# [What you have to do]
According to the text on Title XVII loan guarantee requirements, which law sets rules for using U.S. flagged vessels to move cargo in international waters?
** start of Text extract **
All projects that receive a loan guarantee under Title XVII must comply with the Cargo Preference Act of 1954, which establishes certain requirements for the use of U.S. flagged vessels in the movement of cargo in international waters. These requirements may apply to shipments contracted for or made prior to receiving a loan guarantee. DOE urges applicants to contact the Maritime Administration directly to ensure that relevant project agreements provide for compliance with the Cargo Preference Act. General information on cargo preference can be found at the Maritime Administration’s web site: www.marad.dot.gov/cargopreference. You may also address questions on cargo preference to the Maritime Administration’s Office of Cargo Preference and Domestic Trade at (202) 366-4610 or via email to cargo.marad@dot.gov.
Davis-Bacon Act
All projects involving construction work financed in whole or in part by a loan guarantee under Title XVII are required to comply with Davis-Bacon (DBA) requirements. “Construction” is defined in DBA regulations at 29 CFR §5.2(j).
** end of Text extract **
** start of Given data **
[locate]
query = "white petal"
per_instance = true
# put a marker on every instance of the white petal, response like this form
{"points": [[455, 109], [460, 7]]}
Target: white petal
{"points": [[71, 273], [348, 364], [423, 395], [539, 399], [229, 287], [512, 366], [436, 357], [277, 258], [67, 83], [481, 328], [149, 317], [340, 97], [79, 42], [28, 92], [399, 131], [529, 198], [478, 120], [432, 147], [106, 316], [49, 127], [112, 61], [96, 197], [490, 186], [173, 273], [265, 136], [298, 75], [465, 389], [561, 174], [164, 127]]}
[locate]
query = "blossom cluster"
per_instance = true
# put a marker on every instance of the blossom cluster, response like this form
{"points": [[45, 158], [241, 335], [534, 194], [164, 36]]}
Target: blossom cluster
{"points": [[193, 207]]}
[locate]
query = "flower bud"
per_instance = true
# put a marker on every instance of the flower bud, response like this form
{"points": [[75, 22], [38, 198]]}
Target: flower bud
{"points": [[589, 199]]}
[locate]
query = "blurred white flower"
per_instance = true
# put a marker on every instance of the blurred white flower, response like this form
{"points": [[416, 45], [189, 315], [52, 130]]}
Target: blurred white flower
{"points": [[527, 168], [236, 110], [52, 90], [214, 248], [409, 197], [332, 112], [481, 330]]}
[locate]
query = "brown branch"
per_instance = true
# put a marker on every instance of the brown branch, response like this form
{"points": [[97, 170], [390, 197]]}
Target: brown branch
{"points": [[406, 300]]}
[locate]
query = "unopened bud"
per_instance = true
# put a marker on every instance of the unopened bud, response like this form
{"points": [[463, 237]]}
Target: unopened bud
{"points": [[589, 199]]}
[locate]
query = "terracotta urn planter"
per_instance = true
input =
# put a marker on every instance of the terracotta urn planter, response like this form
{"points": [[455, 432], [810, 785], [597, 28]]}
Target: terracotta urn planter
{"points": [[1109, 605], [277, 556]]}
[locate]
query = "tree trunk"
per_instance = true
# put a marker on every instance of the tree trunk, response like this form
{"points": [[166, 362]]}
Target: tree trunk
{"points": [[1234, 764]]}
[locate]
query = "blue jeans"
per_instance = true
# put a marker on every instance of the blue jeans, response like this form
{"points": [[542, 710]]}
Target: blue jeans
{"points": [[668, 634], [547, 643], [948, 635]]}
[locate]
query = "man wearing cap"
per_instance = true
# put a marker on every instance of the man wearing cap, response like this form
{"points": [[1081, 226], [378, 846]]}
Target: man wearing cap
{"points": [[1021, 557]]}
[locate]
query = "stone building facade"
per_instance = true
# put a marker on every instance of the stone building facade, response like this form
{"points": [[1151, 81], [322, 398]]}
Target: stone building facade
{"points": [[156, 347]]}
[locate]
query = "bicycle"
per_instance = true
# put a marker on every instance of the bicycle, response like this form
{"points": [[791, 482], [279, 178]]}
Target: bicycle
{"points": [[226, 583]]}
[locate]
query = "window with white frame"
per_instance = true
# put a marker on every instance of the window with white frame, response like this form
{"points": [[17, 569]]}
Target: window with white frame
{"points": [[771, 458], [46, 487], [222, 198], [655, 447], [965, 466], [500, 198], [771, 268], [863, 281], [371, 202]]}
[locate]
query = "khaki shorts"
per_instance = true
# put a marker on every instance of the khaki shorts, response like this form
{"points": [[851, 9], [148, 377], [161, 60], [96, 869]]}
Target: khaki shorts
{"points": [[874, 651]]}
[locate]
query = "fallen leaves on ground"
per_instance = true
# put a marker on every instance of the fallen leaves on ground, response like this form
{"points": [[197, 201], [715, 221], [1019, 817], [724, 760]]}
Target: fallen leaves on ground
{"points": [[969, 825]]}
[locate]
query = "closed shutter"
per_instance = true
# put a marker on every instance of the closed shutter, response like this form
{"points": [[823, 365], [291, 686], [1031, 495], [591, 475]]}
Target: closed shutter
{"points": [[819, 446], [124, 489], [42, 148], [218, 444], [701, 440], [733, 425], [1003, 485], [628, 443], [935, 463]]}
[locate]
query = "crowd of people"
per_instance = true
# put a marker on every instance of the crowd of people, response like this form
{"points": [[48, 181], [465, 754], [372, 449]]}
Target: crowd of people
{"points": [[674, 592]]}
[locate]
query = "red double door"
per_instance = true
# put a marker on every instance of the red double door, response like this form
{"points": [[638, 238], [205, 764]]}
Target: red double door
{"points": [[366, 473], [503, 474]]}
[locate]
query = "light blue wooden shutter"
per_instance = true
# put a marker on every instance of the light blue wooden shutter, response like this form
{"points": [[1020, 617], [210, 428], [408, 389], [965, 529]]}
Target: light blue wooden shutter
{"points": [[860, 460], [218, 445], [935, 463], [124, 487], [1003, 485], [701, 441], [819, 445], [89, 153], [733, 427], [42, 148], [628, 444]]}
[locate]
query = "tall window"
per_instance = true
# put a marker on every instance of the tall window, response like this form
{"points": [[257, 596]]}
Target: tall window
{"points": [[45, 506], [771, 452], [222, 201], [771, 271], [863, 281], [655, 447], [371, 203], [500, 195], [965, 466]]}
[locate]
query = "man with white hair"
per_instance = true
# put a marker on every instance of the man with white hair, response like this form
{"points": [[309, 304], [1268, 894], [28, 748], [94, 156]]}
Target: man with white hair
** end of Given data **
# [Task answer]
The Cargo Preference Act of 1954.